# TASK
Every entry that follows should be reproduced exactly.
* begin *
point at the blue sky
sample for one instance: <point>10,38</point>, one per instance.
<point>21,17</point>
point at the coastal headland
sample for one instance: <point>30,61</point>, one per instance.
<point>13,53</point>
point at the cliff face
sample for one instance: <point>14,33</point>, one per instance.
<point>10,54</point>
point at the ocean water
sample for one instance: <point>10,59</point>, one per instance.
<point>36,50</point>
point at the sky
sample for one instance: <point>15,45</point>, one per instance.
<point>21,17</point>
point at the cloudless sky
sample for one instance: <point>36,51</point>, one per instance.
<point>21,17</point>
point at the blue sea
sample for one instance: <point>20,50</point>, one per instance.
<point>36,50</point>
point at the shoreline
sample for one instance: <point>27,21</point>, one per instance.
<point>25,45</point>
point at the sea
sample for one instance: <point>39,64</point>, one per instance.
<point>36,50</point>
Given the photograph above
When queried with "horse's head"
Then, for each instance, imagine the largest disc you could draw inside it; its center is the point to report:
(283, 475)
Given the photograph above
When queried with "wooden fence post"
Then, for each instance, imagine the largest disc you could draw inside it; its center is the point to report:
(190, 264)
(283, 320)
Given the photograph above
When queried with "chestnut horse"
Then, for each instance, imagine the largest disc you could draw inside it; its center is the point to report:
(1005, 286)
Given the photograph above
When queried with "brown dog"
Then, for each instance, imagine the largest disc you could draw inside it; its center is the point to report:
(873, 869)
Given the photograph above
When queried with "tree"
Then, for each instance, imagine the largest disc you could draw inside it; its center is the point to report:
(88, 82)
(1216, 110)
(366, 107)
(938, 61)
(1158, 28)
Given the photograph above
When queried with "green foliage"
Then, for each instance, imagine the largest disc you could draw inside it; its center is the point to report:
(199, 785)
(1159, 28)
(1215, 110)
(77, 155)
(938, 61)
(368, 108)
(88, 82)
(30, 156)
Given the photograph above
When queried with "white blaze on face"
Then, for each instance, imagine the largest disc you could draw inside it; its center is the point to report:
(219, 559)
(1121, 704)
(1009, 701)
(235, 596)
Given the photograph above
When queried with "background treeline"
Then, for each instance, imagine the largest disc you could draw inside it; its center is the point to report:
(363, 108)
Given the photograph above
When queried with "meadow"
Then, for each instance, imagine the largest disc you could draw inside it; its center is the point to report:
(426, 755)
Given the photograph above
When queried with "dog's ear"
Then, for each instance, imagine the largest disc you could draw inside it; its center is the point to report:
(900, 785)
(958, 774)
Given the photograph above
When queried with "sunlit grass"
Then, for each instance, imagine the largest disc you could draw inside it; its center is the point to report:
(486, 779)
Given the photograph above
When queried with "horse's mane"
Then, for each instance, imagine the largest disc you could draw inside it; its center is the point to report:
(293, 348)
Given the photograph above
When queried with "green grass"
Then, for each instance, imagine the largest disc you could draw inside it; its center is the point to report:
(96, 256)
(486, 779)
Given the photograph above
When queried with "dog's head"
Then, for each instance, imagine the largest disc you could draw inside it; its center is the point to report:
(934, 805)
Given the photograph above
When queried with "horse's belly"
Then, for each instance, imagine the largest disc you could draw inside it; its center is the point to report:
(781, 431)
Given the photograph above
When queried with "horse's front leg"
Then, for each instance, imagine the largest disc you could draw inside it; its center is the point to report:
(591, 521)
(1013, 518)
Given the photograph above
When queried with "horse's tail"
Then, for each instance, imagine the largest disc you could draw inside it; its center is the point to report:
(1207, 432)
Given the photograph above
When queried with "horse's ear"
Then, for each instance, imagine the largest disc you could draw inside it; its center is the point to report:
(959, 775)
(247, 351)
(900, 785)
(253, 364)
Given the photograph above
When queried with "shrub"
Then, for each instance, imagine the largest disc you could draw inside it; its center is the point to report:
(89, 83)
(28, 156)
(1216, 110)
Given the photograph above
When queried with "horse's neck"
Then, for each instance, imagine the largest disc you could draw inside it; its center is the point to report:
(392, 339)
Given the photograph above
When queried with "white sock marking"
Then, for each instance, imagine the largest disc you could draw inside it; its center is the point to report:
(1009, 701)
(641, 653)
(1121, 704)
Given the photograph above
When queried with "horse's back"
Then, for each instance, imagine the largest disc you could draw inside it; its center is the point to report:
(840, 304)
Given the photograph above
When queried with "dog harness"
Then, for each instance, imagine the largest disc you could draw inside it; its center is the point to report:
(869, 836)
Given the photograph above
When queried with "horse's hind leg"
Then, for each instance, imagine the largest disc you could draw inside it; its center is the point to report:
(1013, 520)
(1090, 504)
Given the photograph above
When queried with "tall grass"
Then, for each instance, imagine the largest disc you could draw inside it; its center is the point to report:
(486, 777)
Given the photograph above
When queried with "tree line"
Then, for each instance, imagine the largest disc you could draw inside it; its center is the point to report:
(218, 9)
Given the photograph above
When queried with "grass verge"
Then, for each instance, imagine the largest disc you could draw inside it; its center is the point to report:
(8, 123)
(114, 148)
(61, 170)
* end *
# WRITTEN RESPONSE
point at the blue sky
sample for one instance: <point>10,38</point>, one per instance.
<point>21,17</point>
point at the coastal headland
sample for one instance: <point>30,61</point>, one per instance.
<point>13,53</point>
point at the cliff face
sample for one instance: <point>14,33</point>, one per instance.
<point>10,54</point>
point at the ocean water
sample for one instance: <point>10,59</point>, one per instance.
<point>36,50</point>
point at the sky
sample for one instance: <point>15,45</point>, one per instance.
<point>21,17</point>
point at the cloudless sky
sample for one instance: <point>36,51</point>, one per instance.
<point>21,17</point>
point at the blue sea
sample for one instance: <point>20,50</point>, one per instance.
<point>36,50</point>
point at the shoreline
sample for one instance: <point>27,21</point>, one per instance.
<point>25,45</point>
point at the sea
sample for one instance: <point>39,64</point>, one per instance.
<point>36,50</point>
Given the photograph above
When queried with "horse's head"
Then, for each instance, imagine the largest disc you could draw inside it; its center is the point to report:
(283, 475)
Given the photograph above
When queried with "wooden fence post"
Then, for each instance, imagine the largest disc you could draw inside it; its center is the point to report:
(190, 264)
(283, 320)
Given the photograph above
When queried with "chestnut horse"
Then, for each instance, imagine the largest disc you could draw inside it; its center is the point to report:
(1005, 286)
Given the photograph above
When queried with "brown dog"
Then, for each instance, imagine the largest disc you could draw inside it; its center is the point to report:
(873, 869)
Given the photograph above
When queried with "tree"
Then, for each instance, imagine the largest disc you could draw inside it; its center is the point to report:
(88, 82)
(1216, 110)
(366, 107)
(938, 61)
(1158, 28)
Given the photograph above
When queried with "green foliage"
Then, for each instance, imagine the largest disc you could draw inside it; its center is the point to report:
(199, 785)
(1159, 28)
(1215, 110)
(77, 155)
(938, 61)
(368, 108)
(88, 82)
(30, 156)
Given the photograph above
When queried with "white blaze on face"
Then, for each instance, imagine the largest disc you could draw inside it; its center is the point to report:
(219, 559)
(1121, 704)
(1009, 701)
(235, 596)
Given the photograph above
When queried with "background treeline"
Then, for each instance, imagine the largest disc you could draw inside it; its center is the point to report:
(363, 108)
Given the photograph above
When queried with "meadow"
Then, for each instance, imagine the largest disc you could draw inside it; its center is the point to report:
(426, 755)
Given the photograph above
When queried with "dog's ear"
Then, for each instance, imagine the largest disc you could draw inside it; its center is the point to report:
(900, 785)
(958, 774)
Given the photograph above
When queried with "sunlit grass"
Then, for each instance, imagine the largest disc you could draw inside it; its center is the point to report:
(486, 779)
Given the photograph above
When queried with "horse's mane"
Then, for each instance, imagine the largest disc you could draw inside it; its center is the point to report:
(293, 348)
Given the photograph above
When queried with "green grass"
Then, for each instance, imagine the largest disc you could draw inside it; its center is the point to report:
(96, 256)
(486, 779)
Given the photograph above
When queried with "dog's head"
Then, for each instance, imagine the largest disc you could draw inside it; its center is the point to report:
(934, 805)
Given the photograph above
When queried with "horse's belly"
Then, for each instance, imagine the largest disc you could draw inside it; its center is the point to report:
(781, 431)
Given the photograph above
When queried with "horse's front leg"
Then, for each instance, imagine the largest disc you could draw inside it; its center is the point to report:
(591, 521)
(1013, 518)
Given the photograph above
When queried with "horse's tail"
Then, for each instance, imagine the largest disc you could draw inside it; its center is the point to report:
(1207, 432)
Given the photograph above
When queried with "horse's ear"
Then, for each instance, imagine the largest disc you could draw inside it; its center is the point to report:
(959, 775)
(247, 351)
(900, 785)
(253, 364)
Given the photograph above
When queried with "shrub"
Then, for each instance, imagine the largest disc you could draw inside it; its center is the point to report:
(89, 83)
(28, 156)
(1216, 110)
Given the photograph above
When queried with "horse's neck"
Then, for each instance, imagine the largest disc you could draw inside it; its center is the point to report:
(392, 339)
Given the photograph above
When queried with "white sock marking"
Then, for each instance, imagine the largest disc you could draw inside it; its center is the point to report:
(1009, 701)
(641, 653)
(1121, 704)
Given the photograph above
When queried with "horse's back"
Then, for each instance, imagine the largest disc you could draw inside it; its center is the point to report:
(840, 304)
Given the photograph above
When queried with "dog harness"
Then, for each instance, imagine the largest disc you could draw inside it; its center is the point to report:
(869, 836)
Given the photograph above
When queried with "horse's hind leg"
Then, for each instance, imagine the largest disc you could draw inside it; its center is the point to report:
(1013, 520)
(1090, 504)
Given the photograph above
When queried with "tall grass"
Then, for each instance, imagine the largest disc you could draw inside it; its center is the point to report:
(486, 777)
Given the photograph above
When queried with "tree line"
Then, for each instance, imagine the largest disc you could draw inside it; its center is the point to report:
(218, 9)
Given the photograph above
When queried with "grass verge"
Then, for each instance, imagine the largest disc you could draw inside it; its center is the point to report:
(8, 123)
(114, 148)
(61, 170)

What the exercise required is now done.